# Euro Vs. Sterling



## hotcoffey (5 Jan 2012)

Is now a good time to exchange a few thousand Sterling Pounds for Euro,Or should I wait??


----------



## so-crates (5 Jan 2012)

For what? No-one has a crystal ball so no-one can give you any sort of guarantee in terms of speculating on currency exchange.


----------



## hotcoffey (5 Jan 2012)

Is there a trend towards a weaker Euro?


----------



## so-crates (5 Jan 2012)

You decide
http://www.ecb.eu/stats/exchange/eurofxref/html/eurofxref-graph-gbp.en.html


----------



## ccraig (5 Jan 2012)

*Euro sterling exchange rate*

Historically a great time to be converting sterling to euro as the exchange rate is at a 12 month high, 6 months ago you were getting 10pc less at  1.11

See euro sterling historic graph
http://www.transfermate.com/en/exch...GBP&curr_lim=EUR&date_from=&date_to=&p=1+year

As so crates said, no-one knows what's around the corner but looking back it is certainly in a good place. Many experts still expect 12 to be a rough year for the euro.

Rates aside, check your bank, xe and Transfermate and see who offers the best rates on the day, banks are ridiculous though


----------

- OBJECTIVE -
In the euro versus sterling thread, why does ccraig call it historically a great time to convert sterling to euro? Answer in one to three sentences.

- INFORMATION SHOWN -
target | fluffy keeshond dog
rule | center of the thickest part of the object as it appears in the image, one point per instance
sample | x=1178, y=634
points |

- ANSWER TO THIS TASK -
ccraig says the exchange rate is at a 12-month high. Six months earlier, the same sterling would have brought about 10 percent less, at a rate of 1.11.